■ GIVEN PASSAGE
"""
Ethan Wood
Medical student with a keyboard


Making Tables with gtsummary

Posted on

Tags: data analysis

Creating Publication-Ready Scientific Tables with gtsummary

When writing a scientific manuscript or abstract, clean and consistent tables are critical. Traditionally, researchers spend hours formatting tables in Word or Excel. With R, we can automate this process and produce beautiful, reproducible, and publication-ready tables.

One of my favorite tools for this is the gtsummary package. It integrates smoothly with the tidyverse, plays nicely with gt, and makes it easy to summarize and present clinical data. In this post, I’ll walk through my workflow for preparing patient-level data and producing tables suitable for scientific manuscripts.


Data Preparation

Before making tables, it’s important to clean and standardize the dataset. I often work with clinical datasets that have raw numeric codes, missing values, or 0/1 indicators that need to be labeled.

Here’s a small snippet of how I handle categorical recoding:

# Convert 0/1 binary variables to Yes/No factors
to_yesno <- function(x) {
  factor(x, levels = c(0, 1), labels = c("No", "Yes"))
}

binary_vars <- c("surgery_method_open", "surgery_method_endoscopic", "mapping_eeg")
data[binary_vars] <- lapply(data[binary_vars], to_yesno)

# Sex and race recoding
data$sex <- factor(data$sex, levels = c(1, 2), labels = c("Female", "Male"))
data$race <- factor(data$race, levels = 1:5,
                    labels = c("African-American", "White", "Hispanic or Latino",
                               "Arabic", "Asian"))

I also use the labelled package to attach human-readable labels that gtsummary will automatically pick up:

library(labelled)
library(stringr)

var_label(data) <- setNames(
  str_to_sentence(str_replace_all(names(data), "_", " ")),
  names(data)
)
"""
■ DATA FOR REVIEW
"""
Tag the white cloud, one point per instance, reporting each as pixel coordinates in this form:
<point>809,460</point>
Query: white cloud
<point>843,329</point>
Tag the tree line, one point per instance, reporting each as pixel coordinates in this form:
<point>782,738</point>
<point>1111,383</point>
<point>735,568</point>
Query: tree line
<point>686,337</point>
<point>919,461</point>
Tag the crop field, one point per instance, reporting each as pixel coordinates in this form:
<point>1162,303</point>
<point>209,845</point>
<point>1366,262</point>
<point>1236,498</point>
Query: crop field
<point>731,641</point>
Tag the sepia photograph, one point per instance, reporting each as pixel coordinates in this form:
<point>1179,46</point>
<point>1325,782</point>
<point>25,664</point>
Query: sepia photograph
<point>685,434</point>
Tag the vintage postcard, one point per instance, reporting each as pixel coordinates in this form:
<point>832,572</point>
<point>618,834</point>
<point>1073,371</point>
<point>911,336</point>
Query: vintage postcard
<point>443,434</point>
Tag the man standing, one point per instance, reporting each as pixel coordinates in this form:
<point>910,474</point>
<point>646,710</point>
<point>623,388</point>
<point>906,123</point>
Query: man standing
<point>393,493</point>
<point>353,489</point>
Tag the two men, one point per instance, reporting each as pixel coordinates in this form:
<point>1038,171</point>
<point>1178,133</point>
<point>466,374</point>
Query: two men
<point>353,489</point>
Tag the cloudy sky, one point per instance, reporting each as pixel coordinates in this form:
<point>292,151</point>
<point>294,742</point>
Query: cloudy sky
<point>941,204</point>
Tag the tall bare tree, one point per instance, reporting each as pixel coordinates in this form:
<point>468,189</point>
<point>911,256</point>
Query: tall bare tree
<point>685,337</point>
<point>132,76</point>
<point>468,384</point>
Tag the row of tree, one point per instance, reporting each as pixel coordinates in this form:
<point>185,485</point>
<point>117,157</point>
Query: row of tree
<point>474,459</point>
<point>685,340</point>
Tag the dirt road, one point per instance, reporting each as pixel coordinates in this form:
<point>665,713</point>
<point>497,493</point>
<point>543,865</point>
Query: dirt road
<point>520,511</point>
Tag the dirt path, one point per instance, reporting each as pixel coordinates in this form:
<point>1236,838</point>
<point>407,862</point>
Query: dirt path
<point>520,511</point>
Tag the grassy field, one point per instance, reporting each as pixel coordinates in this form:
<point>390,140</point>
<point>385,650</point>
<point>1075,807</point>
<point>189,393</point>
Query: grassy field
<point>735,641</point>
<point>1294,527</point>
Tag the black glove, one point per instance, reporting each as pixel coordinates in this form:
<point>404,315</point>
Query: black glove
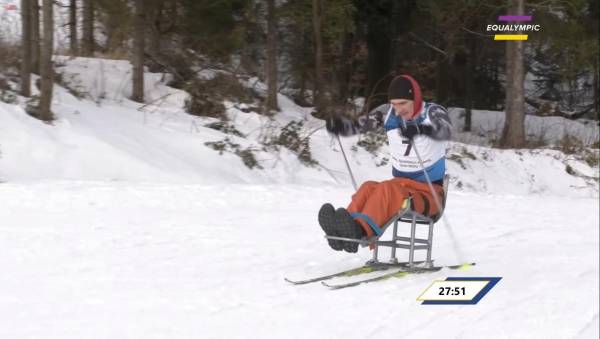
"""
■ TASK DESCRIPTION
Print the entire post on making tables with gtsummary verbatim. Work only from the gtsummary post itself when responding.

■ THE ANSWER
Ethan Wood
Medical student with a keyboard


Making Tables with gtsummary

Posted on

Tags: data analysis

Creating Publication-Ready Scientific Tables with gtsummary

When writing a scientific manuscript or abstract, clean and consistent tables are critical. Traditionally, researchers spend hours formatting tables in Word or Excel. With R, we can automate this process and produce beautiful, reproducible, and publication-ready tables.

One of my favorite tools for this is the gtsummary package. It integrates smoothly with the tidyverse, plays nicely with gt, and makes it easy to summarize and present clinical data. In this post, I’ll walk through my workflow for preparing patient-level data and producing tables suitable for scientific manuscripts.


Data Preparation

Before making tables, it’s important to clean and standardize the dataset. I often work with clinical datasets that have raw numeric codes, missing values, or 0/1 indicators that need to be labeled.

Here’s a small snippet of how I handle categorical recoding:

# Convert 0/1 binary variables to Yes/No factors
to_yesno <- function(x) {
  factor(x, levels = c(0, 1), labels = c("No", "Yes"))
}

binary_vars <- c("surgery_method_open", "surgery_method_endoscopic", "mapping_eeg")
data[binary_vars] <- lapply(data[binary_vars], to_yesno)

# Sex and race recoding
data$sex <- factor(data$sex, levels = c(1, 2), labels = c("Female", "Male"))
data$race <- factor(data$race, levels = 1:5,
                    labels = c("African-American", "White", "Hispanic or Latino",
                               "Arabic", "Asian"))

I also use the labelled package to attach human-readable labels that gtsummary will automatically pick up:

library(labelled)
library(stringr)

var_label(data) <- setNames(
  str_to_sentence(str_replace_all(names(data), "_", " ")),
  names(data)
)